[[ GIVEN RECORDS, beginning ]]

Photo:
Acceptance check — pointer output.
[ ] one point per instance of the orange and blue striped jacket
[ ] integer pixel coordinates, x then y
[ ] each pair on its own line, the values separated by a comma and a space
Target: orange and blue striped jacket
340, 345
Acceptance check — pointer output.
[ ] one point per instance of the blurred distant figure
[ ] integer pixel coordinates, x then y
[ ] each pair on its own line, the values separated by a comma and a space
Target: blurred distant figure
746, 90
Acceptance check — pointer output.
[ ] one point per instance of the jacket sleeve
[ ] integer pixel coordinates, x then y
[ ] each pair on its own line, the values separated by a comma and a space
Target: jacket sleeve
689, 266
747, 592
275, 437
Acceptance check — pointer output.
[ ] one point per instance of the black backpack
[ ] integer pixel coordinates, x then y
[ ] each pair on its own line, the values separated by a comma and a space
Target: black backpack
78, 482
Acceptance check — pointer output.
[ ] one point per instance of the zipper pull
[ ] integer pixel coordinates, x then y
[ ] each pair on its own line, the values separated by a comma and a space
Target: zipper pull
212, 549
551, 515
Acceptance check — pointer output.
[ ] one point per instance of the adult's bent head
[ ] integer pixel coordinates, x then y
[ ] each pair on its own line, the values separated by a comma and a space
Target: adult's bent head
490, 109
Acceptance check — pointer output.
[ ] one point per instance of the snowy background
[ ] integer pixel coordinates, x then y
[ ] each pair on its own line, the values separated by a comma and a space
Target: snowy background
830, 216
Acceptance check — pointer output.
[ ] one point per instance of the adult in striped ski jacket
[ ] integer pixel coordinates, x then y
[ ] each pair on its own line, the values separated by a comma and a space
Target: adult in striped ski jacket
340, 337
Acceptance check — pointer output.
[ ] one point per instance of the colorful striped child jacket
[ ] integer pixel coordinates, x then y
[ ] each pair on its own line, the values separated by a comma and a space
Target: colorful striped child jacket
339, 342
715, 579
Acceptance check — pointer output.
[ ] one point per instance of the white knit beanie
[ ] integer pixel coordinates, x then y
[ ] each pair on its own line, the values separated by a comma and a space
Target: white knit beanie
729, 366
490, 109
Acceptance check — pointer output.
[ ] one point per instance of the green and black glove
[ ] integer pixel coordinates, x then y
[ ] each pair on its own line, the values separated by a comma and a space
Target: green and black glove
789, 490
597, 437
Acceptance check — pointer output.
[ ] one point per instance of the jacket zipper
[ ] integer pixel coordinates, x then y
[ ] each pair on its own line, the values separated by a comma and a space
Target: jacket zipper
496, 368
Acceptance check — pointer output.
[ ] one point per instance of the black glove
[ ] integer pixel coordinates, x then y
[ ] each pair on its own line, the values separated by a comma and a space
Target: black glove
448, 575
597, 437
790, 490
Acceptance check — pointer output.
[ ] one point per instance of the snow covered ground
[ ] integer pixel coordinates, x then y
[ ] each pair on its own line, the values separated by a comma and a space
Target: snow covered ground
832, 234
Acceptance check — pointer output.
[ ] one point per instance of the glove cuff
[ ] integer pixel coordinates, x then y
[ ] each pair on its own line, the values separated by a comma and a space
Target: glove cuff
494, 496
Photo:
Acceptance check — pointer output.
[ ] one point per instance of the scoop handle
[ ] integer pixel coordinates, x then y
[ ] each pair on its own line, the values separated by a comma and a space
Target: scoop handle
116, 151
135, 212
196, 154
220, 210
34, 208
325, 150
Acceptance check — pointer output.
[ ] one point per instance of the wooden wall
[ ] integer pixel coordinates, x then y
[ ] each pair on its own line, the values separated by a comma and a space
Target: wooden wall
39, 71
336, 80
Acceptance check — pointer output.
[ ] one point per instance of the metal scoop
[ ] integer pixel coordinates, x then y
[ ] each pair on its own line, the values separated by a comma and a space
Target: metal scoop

[[ GIVEN RECORDS, end ]]

Return the data above in full, keeping each line exactly as it stands.

_RESULT OF THIS TASK_.
Photo:
Acceptance check — pointer output.
[ ] one point per instance of the orange and blue striped jacket
[ ] integer pixel coordinates, x then y
[ ] each pair on its own line, the values separated by a comma and a space
Target: orange and blue striped jacket
340, 345
Acceptance check — pointer output.
[ ] one point per instance of the blurred distant figure
[ ] integer pixel coordinates, x then y
[ ] each pair on its own line, the values separated by a comma and a space
Target: blurred distant figure
746, 90
Acceptance check — pointer output.
[ ] one point per instance of the jacket sleeve
[ ] integer pixel coordinates, x then y
[ ] each pair on its own line, the values separated by a comma and a space
Target: jacket sleeve
689, 266
747, 592
275, 437
Acceptance check — pointer output.
[ ] one point per instance of the black backpack
[ ] integer pixel coordinates, x then y
[ ] each pair on its own line, the values separated by a comma and a space
Target: black backpack
78, 482
Acceptance check — pointer output.
[ ] one point per instance of the zipper pull
[ ] integer pixel coordinates, x then y
[ ] each pair on its own line, the values separated by a comma and a space
Target: zipper pull
212, 549
551, 515
Acceptance check — pointer output.
[ ] one point per instance of the adult's bent head
[ ] integer pixel coordinates, x then y
[ ] each pair on its own line, the values separated by a comma and a space
Target: adult's bent head
490, 109
Acceptance check — pointer output.
[ ] one point per instance of the snowy background
[ ] integer pixel coordinates, x then y
[ ] each pair on its own line, the values separated by a comma and a space
Target: snowy background
830, 216
Acceptance check — pointer output.
[ ] one point per instance of the adult in striped ski jacket
[ ] integer pixel coordinates, x then y
[ ] each pair on its own line, the values separated by a comma and a space
Target: adult in striped ski jacket
340, 337
Acceptance check — pointer output.
[ ] one point per instance of the colorful striped child jacket
[ ] integer pixel coordinates, x then y
[ ] each pair on its own line, the values separated by a comma and a space
Target: colorful striped child jacket
339, 342
715, 579
Acceptance check — pointer output.
[ ] one point per instance of the white knit beanie
[ ] integer pixel coordinates, x then y
[ ] each pair on its own line, the values separated by a comma and a space
Target: white knit beanie
729, 366
490, 109
Acceptance check — pointer output.
[ ] one point per instance of the green and black glove
[ ] integer pixel coordinates, x then y
[ ] each pair on its own line, the values separated by a comma and a space
Target: green and black glove
789, 490
597, 437
Acceptance check — pointer output.
[ ] one point per instance of the jacket zipper
[ ] integer pixel coordinates, x then y
[ ] each pair on its own line, the values separated by a comma and a space
Target: jacket zipper
496, 368
Acceptance check — pointer output.
[ ] one point per instance of the black glove
[ ] integer pixel coordinates, x then y
[ ] each pair on its own line, the values separated by a comma and a space
Target: black glove
448, 575
597, 437
790, 490
Acceptance check — pointer output.
[ ] one point per instance of the snow covered ground
[ ] integer pixel coordinates, x then y
[ ] each pair on its own line, the values separated by a comma and a space
Target: snow covered ground
832, 234
Acceptance check — pointer output.
[ ] one point per instance of the glove cuff
[ ] integer pixel coordinates, x then y
[ ] each pair on its own line, the values separated by a comma and a space
Target: glove cuff
494, 496
Photo:
Acceptance check — pointer output.
[ ] one point per instance of the scoop handle
[ ] integer pixel coordinates, x then y
[ ] each pair on its own line, the values separated by a comma and a space
Target: scoop handle
116, 151
135, 212
196, 154
220, 210
34, 208
325, 150
Acceptance check — pointer output.
[ ] one point per instance of the wooden wall
[ ] integer pixel coordinates, x then y
[ ] each pair on its own line, the values separated by a comma and a space
Target: wooden wall
39, 71
336, 80
Acceptance check — pointer output.
[ ] one point per instance of the metal scoop
[ ] integer pixel coordinates, x then y
[ ] each pair on its own line, the values separated by a comma and a space
Target: metal scoop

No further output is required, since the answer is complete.